*Goal:* Please output the entries below from the line that contains "TARGET: rocky terrain" through the final line, reproduced exactly and alone.

* BEGIN *

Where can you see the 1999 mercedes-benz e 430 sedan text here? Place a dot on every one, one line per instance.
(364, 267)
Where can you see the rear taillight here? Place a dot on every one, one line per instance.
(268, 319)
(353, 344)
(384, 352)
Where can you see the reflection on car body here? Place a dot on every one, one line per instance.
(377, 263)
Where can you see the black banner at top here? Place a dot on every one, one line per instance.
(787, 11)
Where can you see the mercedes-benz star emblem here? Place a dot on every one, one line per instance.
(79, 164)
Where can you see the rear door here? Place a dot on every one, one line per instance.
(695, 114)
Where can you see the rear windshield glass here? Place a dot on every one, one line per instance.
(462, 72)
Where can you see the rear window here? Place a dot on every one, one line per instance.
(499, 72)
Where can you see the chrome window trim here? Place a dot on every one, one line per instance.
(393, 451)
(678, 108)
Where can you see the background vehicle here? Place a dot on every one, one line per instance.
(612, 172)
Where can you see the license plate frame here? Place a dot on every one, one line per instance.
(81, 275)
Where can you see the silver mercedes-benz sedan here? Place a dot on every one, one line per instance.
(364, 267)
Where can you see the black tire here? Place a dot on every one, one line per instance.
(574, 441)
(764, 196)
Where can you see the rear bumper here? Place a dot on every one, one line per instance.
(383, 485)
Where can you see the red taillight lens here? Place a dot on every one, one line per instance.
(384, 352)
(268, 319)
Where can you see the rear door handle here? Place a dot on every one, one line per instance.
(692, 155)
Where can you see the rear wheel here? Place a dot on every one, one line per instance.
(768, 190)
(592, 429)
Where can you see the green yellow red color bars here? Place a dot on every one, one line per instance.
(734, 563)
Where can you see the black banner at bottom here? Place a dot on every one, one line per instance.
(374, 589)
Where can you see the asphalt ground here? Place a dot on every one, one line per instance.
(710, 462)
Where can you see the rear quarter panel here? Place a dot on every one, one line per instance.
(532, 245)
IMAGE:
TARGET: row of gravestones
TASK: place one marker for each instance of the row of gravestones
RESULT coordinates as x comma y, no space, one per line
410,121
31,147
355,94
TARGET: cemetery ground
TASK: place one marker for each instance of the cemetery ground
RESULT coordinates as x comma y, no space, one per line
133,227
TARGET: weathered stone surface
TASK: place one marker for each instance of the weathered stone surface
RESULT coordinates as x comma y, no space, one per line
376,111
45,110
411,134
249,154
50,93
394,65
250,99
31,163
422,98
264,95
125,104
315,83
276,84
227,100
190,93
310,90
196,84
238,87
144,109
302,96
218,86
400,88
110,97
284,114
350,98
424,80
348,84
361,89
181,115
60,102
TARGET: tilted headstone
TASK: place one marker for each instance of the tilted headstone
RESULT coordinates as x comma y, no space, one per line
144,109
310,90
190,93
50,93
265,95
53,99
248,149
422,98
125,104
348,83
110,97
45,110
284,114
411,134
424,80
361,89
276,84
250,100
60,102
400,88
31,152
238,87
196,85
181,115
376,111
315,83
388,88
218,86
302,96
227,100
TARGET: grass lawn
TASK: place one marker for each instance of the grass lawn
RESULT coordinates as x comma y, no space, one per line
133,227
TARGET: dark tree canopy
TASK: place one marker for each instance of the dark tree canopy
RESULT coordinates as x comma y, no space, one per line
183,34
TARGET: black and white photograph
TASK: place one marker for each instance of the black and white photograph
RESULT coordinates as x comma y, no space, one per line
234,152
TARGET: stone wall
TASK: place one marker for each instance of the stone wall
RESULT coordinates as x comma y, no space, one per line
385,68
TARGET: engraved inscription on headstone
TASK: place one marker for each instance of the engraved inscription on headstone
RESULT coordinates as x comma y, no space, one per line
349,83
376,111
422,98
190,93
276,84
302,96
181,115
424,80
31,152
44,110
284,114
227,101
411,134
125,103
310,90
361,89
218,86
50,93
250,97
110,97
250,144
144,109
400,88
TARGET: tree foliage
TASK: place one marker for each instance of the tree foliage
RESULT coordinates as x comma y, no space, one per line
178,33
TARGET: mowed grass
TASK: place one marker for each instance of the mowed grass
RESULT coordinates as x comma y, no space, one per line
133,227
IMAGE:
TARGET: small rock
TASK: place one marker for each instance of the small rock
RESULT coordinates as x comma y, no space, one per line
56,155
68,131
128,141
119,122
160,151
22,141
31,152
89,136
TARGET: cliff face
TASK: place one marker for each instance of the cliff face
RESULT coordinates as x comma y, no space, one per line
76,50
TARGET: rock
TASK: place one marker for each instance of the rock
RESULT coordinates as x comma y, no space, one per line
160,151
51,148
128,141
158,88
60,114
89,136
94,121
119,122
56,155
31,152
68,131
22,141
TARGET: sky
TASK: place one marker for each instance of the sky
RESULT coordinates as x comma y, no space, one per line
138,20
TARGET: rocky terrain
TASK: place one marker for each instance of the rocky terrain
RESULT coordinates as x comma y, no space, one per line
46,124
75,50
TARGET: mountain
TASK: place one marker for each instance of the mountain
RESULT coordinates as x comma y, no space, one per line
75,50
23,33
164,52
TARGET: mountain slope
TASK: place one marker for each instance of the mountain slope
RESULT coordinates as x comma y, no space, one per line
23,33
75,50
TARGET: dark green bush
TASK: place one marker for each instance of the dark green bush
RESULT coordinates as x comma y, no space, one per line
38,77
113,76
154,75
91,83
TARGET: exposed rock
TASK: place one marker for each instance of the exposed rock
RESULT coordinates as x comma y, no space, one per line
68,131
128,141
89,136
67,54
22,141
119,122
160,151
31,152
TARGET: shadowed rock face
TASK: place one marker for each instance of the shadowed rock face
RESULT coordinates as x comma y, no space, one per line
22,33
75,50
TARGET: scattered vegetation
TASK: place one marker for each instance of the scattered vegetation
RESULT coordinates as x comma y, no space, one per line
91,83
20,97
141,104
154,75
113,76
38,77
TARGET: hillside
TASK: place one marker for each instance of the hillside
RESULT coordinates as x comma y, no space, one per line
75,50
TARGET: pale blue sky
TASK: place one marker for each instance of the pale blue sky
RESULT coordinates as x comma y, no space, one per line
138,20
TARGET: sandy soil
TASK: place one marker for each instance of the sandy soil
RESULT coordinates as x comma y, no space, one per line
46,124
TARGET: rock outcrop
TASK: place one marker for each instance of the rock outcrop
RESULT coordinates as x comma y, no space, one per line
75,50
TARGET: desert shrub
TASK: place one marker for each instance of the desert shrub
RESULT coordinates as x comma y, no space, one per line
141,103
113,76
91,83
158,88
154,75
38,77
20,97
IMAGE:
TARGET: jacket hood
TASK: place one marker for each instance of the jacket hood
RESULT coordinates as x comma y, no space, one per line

* END *

*Answer in full:*
TARGET: rocky terrain
TASK: place one marker for each instance of the rocky terrain
RESULT coordinates as x comma y, no space, one per line
46,124
75,50
TARGET: mountain
TASK: place one marker for each instance of the mountain
RESULT coordinates as x comma y, no space, one per line
75,50
23,33
164,52
TARGET: mountain slope
TASK: place one marker for each instance of the mountain slope
RESULT coordinates as x comma y, no space, one per line
23,33
75,50
TARGET: dark green bush
TASK: place one marker for each instance of the dark green bush
RESULT coordinates as x comma y, no space, one per line
38,77
113,76
154,75
91,83
TARGET: exposed rock
TASK: place one marker for each instance of the exposed rock
RESULT coordinates as x comma y, no space, one per line
68,131
128,141
89,136
67,54
22,141
119,122
160,151
31,152
TARGET: shadowed rock face
TASK: place one marker for each instance of the shadowed rock face
RESULT coordinates as x comma y, no space, one per line
22,33
75,50
TARGET: scattered vegetation
TASK: place one marker for each instance of the scattered vegetation
RESULT coordinates as x comma y, no space, one per line
91,83
20,97
141,104
154,75
113,76
38,77
TARGET: hillside
TASK: place one marker for each instance of the hillside
RESULT coordinates as x comma y, no space, one per line
75,50
TARGET: pale blue sky
TASK: place one marker for each instance of the pale blue sky
RESULT coordinates as x comma y, no space, one per line
138,20
TARGET: sandy soil
TASK: place one marker for each instance of the sandy soil
RESULT coordinates as x comma y, no space, one per line
46,124
TARGET: rock outcrop
TASK: place one marker for each instance of the rock outcrop
RESULT coordinates as x comma y, no space, one per line
75,50
TARGET: desert shrub
TASK: place one marker for each instance of the desert shrub
RESULT coordinates as x comma y, no space, one per line
141,103
113,76
91,83
158,88
154,75
38,77
20,97
IMAGE:
TARGET: jacket hood
TASK: place one marker for each instance of the jacket hood
RESULT coordinates as x comma y, no space, one per line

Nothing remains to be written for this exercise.